**TEXT EXCERPT:**
________________________________________
The Greater Toronto Airports Authority’s battle in a high-profile bad-faith dismissal case remains ongoing as the non-profit corporation applies for a judicial review of an arbitrator’s decision awarding an employee $500,000 in damages.
The size of the award by arbitrator Owen Shime has sent shockwaves through the labour relations community, but it was his finding that collective agreements offer employees a “psychological benefit” and “mental security” that worries Dave McKechnie, a partner and employment lawyer at McMillan LLP.
The award included $50,000 in damages for mental distress and a further $50,000 in punitive damages for the way the GTAA treated an employee it suspected of abusing sick leave.
The decision, for which the GTAA has applied for judicial review in the Divisional Court, could open the door to a wave of claims for mental distress, according to McKechnie.
“What is new and concerning to me is this concept that it should be in the reasonable contemplation of the employer that any time they hire anyone under a collective agreement, they’ve automatically given the individual mental security,” McKechnie says. “It lowers the threshold to get to mental distress.”
He adds: “I expect what we will see are claims being made that the employer stripped away my mental security, which caused me mental suffering, and that entitles me to damages for mental distress.”
But Donna Gallant, a partner at Fasken Martineau DuMoulin LLP, sees the mental-security finding as a reinforcement of previous arbitration decisions.
“There’s been recognition by arbitrators generally that loss of employment under a collective agreement is a little different than under the common law,” she says. “There is some value associated with that accrued
seniority and protection they offer.”
Although more claims may result, Gallant points out they can only be successful when a breach of the collective agreement has occurred.
“It could pave the way for more claims for damages for mental distress, but I wouldn’t think arbitrators would be inclined to award them in a case where an employer had proceeded with progressive discipline and had acted in a reasonable fashion.”
________________________________________
(Items from a data source)
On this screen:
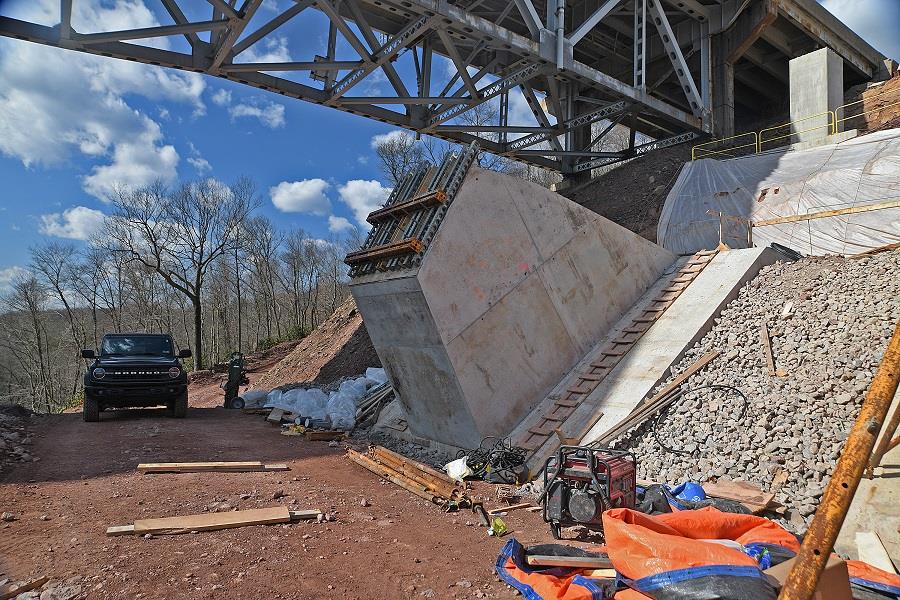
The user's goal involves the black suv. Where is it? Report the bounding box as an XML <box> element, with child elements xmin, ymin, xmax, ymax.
<box><xmin>81</xmin><ymin>333</ymin><xmax>191</xmax><ymax>421</ymax></box>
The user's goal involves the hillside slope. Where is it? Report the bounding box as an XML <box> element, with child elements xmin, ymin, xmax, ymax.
<box><xmin>253</xmin><ymin>297</ymin><xmax>381</xmax><ymax>389</ymax></box>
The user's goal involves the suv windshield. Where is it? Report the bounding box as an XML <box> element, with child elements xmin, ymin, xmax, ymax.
<box><xmin>100</xmin><ymin>335</ymin><xmax>172</xmax><ymax>356</ymax></box>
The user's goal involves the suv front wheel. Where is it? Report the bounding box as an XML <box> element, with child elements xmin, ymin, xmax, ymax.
<box><xmin>81</xmin><ymin>395</ymin><xmax>100</xmax><ymax>423</ymax></box>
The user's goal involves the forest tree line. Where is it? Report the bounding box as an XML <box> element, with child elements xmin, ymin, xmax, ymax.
<box><xmin>0</xmin><ymin>179</ymin><xmax>361</xmax><ymax>412</ymax></box>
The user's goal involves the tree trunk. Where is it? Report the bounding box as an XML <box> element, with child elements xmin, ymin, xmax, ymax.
<box><xmin>191</xmin><ymin>296</ymin><xmax>203</xmax><ymax>371</ymax></box>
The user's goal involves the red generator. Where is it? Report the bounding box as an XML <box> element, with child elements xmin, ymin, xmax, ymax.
<box><xmin>543</xmin><ymin>446</ymin><xmax>637</xmax><ymax>540</ymax></box>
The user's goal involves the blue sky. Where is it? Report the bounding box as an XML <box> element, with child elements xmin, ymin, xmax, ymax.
<box><xmin>0</xmin><ymin>0</ymin><xmax>900</xmax><ymax>289</ymax></box>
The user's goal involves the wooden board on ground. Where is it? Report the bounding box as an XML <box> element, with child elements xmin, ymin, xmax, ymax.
<box><xmin>488</xmin><ymin>502</ymin><xmax>534</xmax><ymax>516</ymax></box>
<box><xmin>304</xmin><ymin>429</ymin><xmax>347</xmax><ymax>442</ymax></box>
<box><xmin>137</xmin><ymin>460</ymin><xmax>290</xmax><ymax>474</ymax></box>
<box><xmin>525</xmin><ymin>554</ymin><xmax>612</xmax><ymax>569</ymax></box>
<box><xmin>703</xmin><ymin>481</ymin><xmax>775</xmax><ymax>513</ymax></box>
<box><xmin>134</xmin><ymin>506</ymin><xmax>291</xmax><ymax>535</ymax></box>
<box><xmin>856</xmin><ymin>531</ymin><xmax>897</xmax><ymax>573</ymax></box>
<box><xmin>0</xmin><ymin>575</ymin><xmax>50</xmax><ymax>600</ymax></box>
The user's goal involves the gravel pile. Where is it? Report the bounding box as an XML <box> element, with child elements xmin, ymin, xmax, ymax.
<box><xmin>615</xmin><ymin>251</ymin><xmax>900</xmax><ymax>531</ymax></box>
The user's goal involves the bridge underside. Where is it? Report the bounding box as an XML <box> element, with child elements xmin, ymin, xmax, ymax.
<box><xmin>0</xmin><ymin>0</ymin><xmax>884</xmax><ymax>175</ymax></box>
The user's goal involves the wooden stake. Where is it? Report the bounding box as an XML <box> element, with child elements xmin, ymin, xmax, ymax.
<box><xmin>759</xmin><ymin>323</ymin><xmax>777</xmax><ymax>377</ymax></box>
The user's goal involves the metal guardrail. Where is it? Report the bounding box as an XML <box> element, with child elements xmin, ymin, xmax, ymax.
<box><xmin>691</xmin><ymin>85</ymin><xmax>900</xmax><ymax>160</ymax></box>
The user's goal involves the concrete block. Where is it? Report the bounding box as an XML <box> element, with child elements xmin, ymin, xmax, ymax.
<box><xmin>788</xmin><ymin>48</ymin><xmax>844</xmax><ymax>142</ymax></box>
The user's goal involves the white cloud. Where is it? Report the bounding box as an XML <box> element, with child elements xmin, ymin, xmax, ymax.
<box><xmin>212</xmin><ymin>90</ymin><xmax>231</xmax><ymax>106</ymax></box>
<box><xmin>269</xmin><ymin>179</ymin><xmax>331</xmax><ymax>216</ymax></box>
<box><xmin>187</xmin><ymin>142</ymin><xmax>212</xmax><ymax>175</ymax></box>
<box><xmin>338</xmin><ymin>179</ymin><xmax>390</xmax><ymax>229</ymax></box>
<box><xmin>228</xmin><ymin>102</ymin><xmax>284</xmax><ymax>129</ymax></box>
<box><xmin>82</xmin><ymin>117</ymin><xmax>179</xmax><ymax>202</ymax></box>
<box><xmin>369</xmin><ymin>129</ymin><xmax>416</xmax><ymax>150</ymax></box>
<box><xmin>40</xmin><ymin>206</ymin><xmax>106</xmax><ymax>240</ymax></box>
<box><xmin>0</xmin><ymin>0</ymin><xmax>205</xmax><ymax>199</ymax></box>
<box><xmin>328</xmin><ymin>215</ymin><xmax>353</xmax><ymax>233</ymax></box>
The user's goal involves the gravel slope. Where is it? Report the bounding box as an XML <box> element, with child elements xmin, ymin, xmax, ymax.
<box><xmin>618</xmin><ymin>251</ymin><xmax>900</xmax><ymax>530</ymax></box>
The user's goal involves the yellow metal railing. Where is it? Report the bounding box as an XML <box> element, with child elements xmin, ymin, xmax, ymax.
<box><xmin>757</xmin><ymin>110</ymin><xmax>836</xmax><ymax>152</ymax></box>
<box><xmin>691</xmin><ymin>84</ymin><xmax>900</xmax><ymax>160</ymax></box>
<box><xmin>691</xmin><ymin>131</ymin><xmax>759</xmax><ymax>160</ymax></box>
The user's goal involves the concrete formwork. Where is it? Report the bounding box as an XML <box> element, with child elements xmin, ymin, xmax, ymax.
<box><xmin>350</xmin><ymin>168</ymin><xmax>675</xmax><ymax>447</ymax></box>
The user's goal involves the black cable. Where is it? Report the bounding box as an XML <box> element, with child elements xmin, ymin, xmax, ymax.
<box><xmin>652</xmin><ymin>384</ymin><xmax>750</xmax><ymax>456</ymax></box>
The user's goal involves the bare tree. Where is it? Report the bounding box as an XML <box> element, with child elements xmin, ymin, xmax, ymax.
<box><xmin>105</xmin><ymin>179</ymin><xmax>257</xmax><ymax>369</ymax></box>
<box><xmin>374</xmin><ymin>130</ymin><xmax>424</xmax><ymax>186</ymax></box>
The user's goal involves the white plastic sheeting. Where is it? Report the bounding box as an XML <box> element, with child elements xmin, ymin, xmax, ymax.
<box><xmin>657</xmin><ymin>129</ymin><xmax>900</xmax><ymax>255</ymax></box>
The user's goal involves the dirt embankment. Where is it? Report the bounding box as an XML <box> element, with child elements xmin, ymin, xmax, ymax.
<box><xmin>560</xmin><ymin>144</ymin><xmax>691</xmax><ymax>242</ymax></box>
<box><xmin>253</xmin><ymin>298</ymin><xmax>381</xmax><ymax>389</ymax></box>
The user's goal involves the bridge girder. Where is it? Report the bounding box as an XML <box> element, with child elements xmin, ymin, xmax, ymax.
<box><xmin>0</xmin><ymin>0</ymin><xmax>884</xmax><ymax>174</ymax></box>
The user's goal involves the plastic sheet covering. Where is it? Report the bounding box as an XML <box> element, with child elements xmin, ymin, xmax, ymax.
<box><xmin>657</xmin><ymin>129</ymin><xmax>900</xmax><ymax>256</ymax></box>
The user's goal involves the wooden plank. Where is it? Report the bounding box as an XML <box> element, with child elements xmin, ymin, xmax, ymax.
<box><xmin>304</xmin><ymin>429</ymin><xmax>347</xmax><ymax>442</ymax></box>
<box><xmin>0</xmin><ymin>575</ymin><xmax>50</xmax><ymax>600</ymax></box>
<box><xmin>525</xmin><ymin>554</ymin><xmax>612</xmax><ymax>569</ymax></box>
<box><xmin>487</xmin><ymin>502</ymin><xmax>534</xmax><ymax>516</ymax></box>
<box><xmin>578</xmin><ymin>373</ymin><xmax>606</xmax><ymax>381</ymax></box>
<box><xmin>553</xmin><ymin>398</ymin><xmax>581</xmax><ymax>408</ymax></box>
<box><xmin>597</xmin><ymin>350</ymin><xmax>719</xmax><ymax>444</ymax></box>
<box><xmin>106</xmin><ymin>525</ymin><xmax>134</xmax><ymax>537</ymax></box>
<box><xmin>856</xmin><ymin>531</ymin><xmax>897</xmax><ymax>573</ymax></box>
<box><xmin>759</xmin><ymin>323</ymin><xmax>776</xmax><ymax>377</ymax></box>
<box><xmin>137</xmin><ymin>461</ymin><xmax>290</xmax><ymax>474</ymax></box>
<box><xmin>752</xmin><ymin>200</ymin><xmax>900</xmax><ymax>227</ymax></box>
<box><xmin>643</xmin><ymin>350</ymin><xmax>719</xmax><ymax>405</ymax></box>
<box><xmin>703</xmin><ymin>481</ymin><xmax>775</xmax><ymax>508</ymax></box>
<box><xmin>134</xmin><ymin>506</ymin><xmax>291</xmax><ymax>535</ymax></box>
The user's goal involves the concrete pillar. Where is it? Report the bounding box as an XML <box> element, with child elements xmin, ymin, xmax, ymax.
<box><xmin>788</xmin><ymin>48</ymin><xmax>844</xmax><ymax>142</ymax></box>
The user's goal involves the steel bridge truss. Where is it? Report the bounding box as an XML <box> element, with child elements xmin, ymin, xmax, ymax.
<box><xmin>0</xmin><ymin>0</ymin><xmax>730</xmax><ymax>174</ymax></box>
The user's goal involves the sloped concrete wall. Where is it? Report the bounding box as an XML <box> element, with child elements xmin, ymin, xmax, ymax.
<box><xmin>351</xmin><ymin>168</ymin><xmax>675</xmax><ymax>446</ymax></box>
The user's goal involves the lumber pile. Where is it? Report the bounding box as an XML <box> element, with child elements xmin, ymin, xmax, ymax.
<box><xmin>106</xmin><ymin>506</ymin><xmax>321</xmax><ymax>536</ymax></box>
<box><xmin>347</xmin><ymin>446</ymin><xmax>471</xmax><ymax>507</ymax></box>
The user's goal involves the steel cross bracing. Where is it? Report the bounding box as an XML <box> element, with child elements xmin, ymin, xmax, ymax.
<box><xmin>0</xmin><ymin>0</ymin><xmax>731</xmax><ymax>173</ymax></box>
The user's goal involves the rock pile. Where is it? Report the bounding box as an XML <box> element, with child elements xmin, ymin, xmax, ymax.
<box><xmin>0</xmin><ymin>405</ymin><xmax>37</xmax><ymax>473</ymax></box>
<box><xmin>616</xmin><ymin>251</ymin><xmax>900</xmax><ymax>530</ymax></box>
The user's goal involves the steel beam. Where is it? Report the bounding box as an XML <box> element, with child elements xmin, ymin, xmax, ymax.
<box><xmin>647</xmin><ymin>0</ymin><xmax>703</xmax><ymax>117</ymax></box>
<box><xmin>71</xmin><ymin>20</ymin><xmax>229</xmax><ymax>44</ymax></box>
<box><xmin>229</xmin><ymin>0</ymin><xmax>315</xmax><ymax>56</ymax></box>
<box><xmin>569</xmin><ymin>0</ymin><xmax>622</xmax><ymax>45</ymax></box>
<box><xmin>514</xmin><ymin>0</ymin><xmax>544</xmax><ymax>39</ymax></box>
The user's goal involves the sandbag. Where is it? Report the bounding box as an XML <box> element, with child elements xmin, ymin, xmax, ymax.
<box><xmin>325</xmin><ymin>392</ymin><xmax>356</xmax><ymax>430</ymax></box>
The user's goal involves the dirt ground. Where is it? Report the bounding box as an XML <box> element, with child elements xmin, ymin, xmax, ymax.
<box><xmin>0</xmin><ymin>400</ymin><xmax>576</xmax><ymax>599</ymax></box>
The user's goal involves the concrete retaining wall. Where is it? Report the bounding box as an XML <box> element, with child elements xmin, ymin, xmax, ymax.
<box><xmin>351</xmin><ymin>168</ymin><xmax>675</xmax><ymax>447</ymax></box>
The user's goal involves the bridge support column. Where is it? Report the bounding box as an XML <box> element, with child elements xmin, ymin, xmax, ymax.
<box><xmin>712</xmin><ymin>0</ymin><xmax>778</xmax><ymax>138</ymax></box>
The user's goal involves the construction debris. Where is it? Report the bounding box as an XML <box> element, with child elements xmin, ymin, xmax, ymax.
<box><xmin>137</xmin><ymin>461</ymin><xmax>290</xmax><ymax>474</ymax></box>
<box><xmin>106</xmin><ymin>506</ymin><xmax>322</xmax><ymax>536</ymax></box>
<box><xmin>347</xmin><ymin>446</ymin><xmax>472</xmax><ymax>508</ymax></box>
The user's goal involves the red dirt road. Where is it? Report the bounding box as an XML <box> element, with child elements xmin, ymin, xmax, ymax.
<box><xmin>0</xmin><ymin>408</ymin><xmax>564</xmax><ymax>599</ymax></box>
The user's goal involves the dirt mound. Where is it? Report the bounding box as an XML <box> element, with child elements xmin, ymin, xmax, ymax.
<box><xmin>253</xmin><ymin>298</ymin><xmax>381</xmax><ymax>389</ymax></box>
<box><xmin>559</xmin><ymin>144</ymin><xmax>691</xmax><ymax>242</ymax></box>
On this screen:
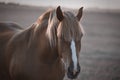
________________________________________
**COMPLETE THE FOLLOWING:**
1) Summarize the article about the Greater Toronto Airports Authority dismissal case in two sentences.
2) In the article about the Greater Toronto Airports Authority dismissal case, reproduce word for word the part that opens with the words containing "The Greater Toronto" and closes with "according to McKechnie.".

**TASK-BY-TASK ANSWERS:**
1) The Greater Toronto Airports Authority is seeking judicial review of an arbitrator's decision that awarded an employee $500,000 in damages, including amounts for mental distress and punitive damages. Employment lawyer Dave McKechnie worries that the arbitrator's finding that collective agreements give employees "mental security" could bring a wave of mental distress claims, while Donna Gallant sees the finding as reinforcing earlier arbitration decisions and notes that such claims can only succeed when the collective agreement has been breached.

2)
The Greater Toronto Airports Authority’s battle in a high-profile bad-faith dismissal case remains ongoing as the non-profit corporation applies for a judicial review of an arbitrator’s decision awarding an employee $500,000 in damages.
The size of the award by arbitrator Owen Shime has sent shockwaves through the labour relations community, but it was his finding that collective agreements offer employees a “psychological benefit” and “mental security” that worries Dave McKechnie, a partner and employment lawyer at McMillan LLP.
The award included $50,000 in damages for mental distress and a further $50,000 in punitive damages for the way the GTAA treated an employee it suspected of abusing sick leave.
The decision, for which the GTAA has applied for judicial review in the Divisional Court, could open the door to a wave of claims for mental distress, according to McKechnie.